Exercise directions
Please retype all the data below exactly, line for line.

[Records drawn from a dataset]
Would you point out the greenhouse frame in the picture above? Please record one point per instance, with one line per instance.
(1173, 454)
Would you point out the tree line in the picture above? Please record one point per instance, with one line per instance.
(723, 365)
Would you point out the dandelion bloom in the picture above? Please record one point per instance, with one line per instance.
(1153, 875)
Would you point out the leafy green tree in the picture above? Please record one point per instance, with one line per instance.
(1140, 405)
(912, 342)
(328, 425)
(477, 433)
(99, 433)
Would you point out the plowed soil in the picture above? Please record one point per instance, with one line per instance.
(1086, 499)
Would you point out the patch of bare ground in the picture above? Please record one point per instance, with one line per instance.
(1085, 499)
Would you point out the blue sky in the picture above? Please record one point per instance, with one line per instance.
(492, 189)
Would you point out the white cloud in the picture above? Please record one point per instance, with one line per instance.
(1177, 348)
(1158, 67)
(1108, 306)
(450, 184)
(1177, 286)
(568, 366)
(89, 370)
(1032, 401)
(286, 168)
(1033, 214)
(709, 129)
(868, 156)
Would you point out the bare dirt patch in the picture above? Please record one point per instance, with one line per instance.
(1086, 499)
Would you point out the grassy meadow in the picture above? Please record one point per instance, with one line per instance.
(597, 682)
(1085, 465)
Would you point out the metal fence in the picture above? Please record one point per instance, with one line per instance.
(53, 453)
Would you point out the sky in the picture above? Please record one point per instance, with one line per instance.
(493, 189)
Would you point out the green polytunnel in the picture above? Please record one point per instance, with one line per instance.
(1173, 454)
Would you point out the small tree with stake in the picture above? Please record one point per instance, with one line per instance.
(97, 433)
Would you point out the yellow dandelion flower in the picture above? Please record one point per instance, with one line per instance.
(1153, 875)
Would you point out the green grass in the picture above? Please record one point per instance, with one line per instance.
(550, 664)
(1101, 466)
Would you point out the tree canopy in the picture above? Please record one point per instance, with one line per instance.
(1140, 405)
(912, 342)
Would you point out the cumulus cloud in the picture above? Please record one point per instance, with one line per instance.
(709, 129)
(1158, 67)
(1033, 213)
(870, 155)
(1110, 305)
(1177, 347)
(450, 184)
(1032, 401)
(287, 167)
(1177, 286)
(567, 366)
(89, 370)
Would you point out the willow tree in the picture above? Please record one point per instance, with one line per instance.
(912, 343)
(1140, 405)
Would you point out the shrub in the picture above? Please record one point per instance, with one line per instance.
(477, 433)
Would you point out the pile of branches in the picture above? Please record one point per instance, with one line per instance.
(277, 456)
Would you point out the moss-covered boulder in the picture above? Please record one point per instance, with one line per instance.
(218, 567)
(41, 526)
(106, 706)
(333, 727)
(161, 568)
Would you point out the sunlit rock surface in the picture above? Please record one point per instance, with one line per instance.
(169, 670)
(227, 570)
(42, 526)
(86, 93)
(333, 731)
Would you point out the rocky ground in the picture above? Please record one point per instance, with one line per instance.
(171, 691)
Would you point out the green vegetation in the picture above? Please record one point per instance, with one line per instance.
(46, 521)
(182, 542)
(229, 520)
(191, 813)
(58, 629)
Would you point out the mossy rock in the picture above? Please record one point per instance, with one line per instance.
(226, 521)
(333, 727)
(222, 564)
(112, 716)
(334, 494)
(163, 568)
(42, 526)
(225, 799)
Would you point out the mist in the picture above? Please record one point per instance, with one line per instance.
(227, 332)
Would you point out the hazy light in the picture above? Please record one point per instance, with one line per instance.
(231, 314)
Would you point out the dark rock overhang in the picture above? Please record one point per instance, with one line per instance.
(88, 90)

Solution to this problem
Would you point out the greenhouse frame in the picture above? Please record one point per instance, with one line per instance.
(1173, 454)
Would you point out the tree line in the picture above? Please record one point per instance, with one line per instance.
(723, 365)
Would you point out the dandelion bloom in the picture above? Please record one point per instance, with one line per instance.
(1153, 875)
Would you point out the leafy green tree in the picture above? Please record one point per instance, with one line per instance.
(1140, 405)
(912, 342)
(328, 425)
(477, 433)
(99, 433)
Would you point out the plowed soil in the picture above? Please record one point per instance, with one line per instance.
(1086, 499)
Would you point out the patch of bare ground in the picture above? Please record one point per instance, with one line per instance.
(1085, 499)
Would you point out the blue sky in the picture above? Please record one point per instance, with one line per instance.
(492, 189)
Would you point out the white cloud in the picture above? Please record one point per instance, with one line per instance.
(1177, 348)
(1158, 67)
(1108, 306)
(450, 184)
(1177, 286)
(568, 366)
(89, 370)
(1032, 401)
(286, 168)
(1033, 214)
(709, 129)
(868, 156)
Would you point out the bare dirt patch in the picture above? Please record one point per instance, with one line per instance.
(1086, 499)
Would you point out the grassy meadow in the picture above? Please record one point per instance, with one line per instance.
(597, 682)
(1085, 465)
Would you point out the metal fence in the picture above? Please record one point per instance, with one line per instance.
(53, 453)
Would you point out the sky in the picture above? Please record one point per instance, with one line per instance.
(493, 189)
Would you point out the green polytunnel in the picture above? Please record one point per instance, with one line per instance.
(1173, 454)
Would you point out the small tree with stake in the picture above? Please record one point per instance, with one line per instance.
(97, 433)
Would you point out the yellow dandelion flower in the picture above? Please record one point per instance, with one line per instance.
(1153, 875)
Would you point out the green grass in the picture above? Please record one point per instance, with one line per instance.
(550, 664)
(1101, 466)
Would you point out the tree canopy in the picture above? Please record one point per instance, with one line per instance.
(1140, 405)
(912, 342)
Would you point out the cumulus cloud in the picture above? Please record one point per instance, with one line per instance.
(709, 129)
(1158, 67)
(1033, 213)
(870, 155)
(1110, 305)
(1177, 347)
(450, 184)
(1032, 401)
(287, 167)
(1177, 286)
(567, 366)
(89, 370)
Would you point out the willow tree in the picture above? Please record one point per instance, with one line per instance.
(912, 343)
(1140, 405)
Would you point out the shrub in the picture above? Please record one point per instance, with one line per instance.
(477, 433)
Would you point out the pile of branches in the picture above? Please record one point per instance, with one line per instance.
(277, 456)
Would you point out the moss-covered boulder in the picture above? Please record one point per instance, with one line per instance.
(218, 567)
(41, 526)
(106, 706)
(333, 727)
(161, 568)
Would you point out the sunlit rock surface in the picture above? Please record one point per instance, with one line per instance.
(169, 670)
(227, 570)
(42, 526)
(86, 93)
(333, 731)
Would you point out the rocky ground in the picture above? Please record one point per instance, with one line per instance.
(171, 691)
Would you point out the green vegetation in the picture above? Please record one point per instance, with one line per instance.
(46, 521)
(182, 542)
(229, 520)
(191, 813)
(58, 629)
Would you point out the mossy rock in the picture above? Please record one point per instance, with one line per instance.
(226, 521)
(333, 727)
(222, 564)
(112, 716)
(334, 494)
(163, 568)
(42, 526)
(225, 799)
Would you point out the mist in the picture above? Please record one point per instance, with one line per instance.
(227, 332)
Would you point out the hazy light in the picture above? Please record one point per instance, with one line per instance.
(231, 314)
Would you point out the dark rock overhang in the picture above? Please record one point per instance, with one line per instance.
(88, 90)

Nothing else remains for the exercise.